TAREA PENDIENTE A:
Enumera a todas las personas que se mencionan por su nombre en el texto sobre la Vuelta.
TAREA PENDIENTE B:
Prosigue el texto sobre la Vuelta a partir de su última frase, por favor.

FRAGMENTO:
+++

El protagonismo en la Vuelta fue esta vez para la tristeza de las laderas calcinadas, el paisaje desolador de El Alto del Morredero, en el corazón del Bierzo, el resultado de los incendios de agosto mostrado a todo el mundo. Las banderas palestinas y las manifestaciones contra el genocidio en Gaza se quedaron en la ciudad de Ponferrada, una concentración controlada esta vez. El jovencísimo Giulio Pellizzari, la gran esperanza del ciclismo italiano, levantó los brazos en solitario ante la pasividad desesperante de Jonas Vingegaard y Joao Almeida, los dos favoritos que no se atreven a atacarse. [Narración y clasificaciones]

Que lo dejan todo para el jueves en Valladolid, una contrarreloj de 27,2 kilómetros. Y para el sábado en la Bola del Mundo, la Sierra del Guadarrama que decidirá el sucesor de Roglic. Dos citas para romper una distancia que no supera el minuto (con 50 segundos parten mañana). Pero ni esa igualdad logra hacer interesante esta Vuelta, sin emoción ni ciclismo ofensivo. Marcada por lo extradeportivo.

«Había viento de cara y nadie quería gastar más que los demás», confesaba en meta Almeida la clave de una ascensión tan dura como aburrida. El portugués se limitó a aguantar, a su ritmo siempre diésel. Hubo un rato que miró e intercambió palabras con su rival, como si no entendiera por qué no le atacaba. Porque ni una vez lo probó el líder. Un conservadurismo que no hizo lucir el trabajo previo de todos sus compañeros. «No ha tenido su mejor día», admitía después Sepp Kuss.

+++

ENTRADAS EXTRAÍDAS:
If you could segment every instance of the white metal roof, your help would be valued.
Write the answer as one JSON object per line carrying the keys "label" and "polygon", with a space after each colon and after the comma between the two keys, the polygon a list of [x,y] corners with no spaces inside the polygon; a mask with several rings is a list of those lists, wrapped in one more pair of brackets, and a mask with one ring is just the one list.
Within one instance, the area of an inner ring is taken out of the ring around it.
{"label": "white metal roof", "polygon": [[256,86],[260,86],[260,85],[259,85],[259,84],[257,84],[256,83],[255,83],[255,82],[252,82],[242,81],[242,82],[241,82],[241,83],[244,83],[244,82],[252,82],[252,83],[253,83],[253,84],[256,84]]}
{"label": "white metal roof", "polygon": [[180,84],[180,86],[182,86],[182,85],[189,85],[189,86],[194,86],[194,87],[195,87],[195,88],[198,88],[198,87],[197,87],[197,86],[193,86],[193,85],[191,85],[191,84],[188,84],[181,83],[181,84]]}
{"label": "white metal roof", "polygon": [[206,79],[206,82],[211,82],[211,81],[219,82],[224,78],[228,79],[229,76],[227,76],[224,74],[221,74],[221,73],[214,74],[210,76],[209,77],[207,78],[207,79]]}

+++

TU RESPUESTA A:
Giulio Pellizzari, Jonas Vingegaard, Joao Almeida, Roglic, Sepp Kuss

TU RESPUESTA B:
La batalla la desencadenaron los secundarios en la general. Red Bull Bora fue el equipo más ambicioso cuando se aproximó la enorme subida final, marcada por el vendaval. Probó Jai Hindley, en busca del podio. Pero Tom Pidcock aguantó sin problemas. Entonces fue su compañero Pellizzari, el maillot blanco, quien insistió hasta marcharse en solitario para marcar en su palmarés un bonito punto de partida. A sus 21 años, sexto del pasado Giro, le reza toda Italia para volver a tener un gran ciclista, un aspirante a Grandes Vueltas, el nuevo Nibali.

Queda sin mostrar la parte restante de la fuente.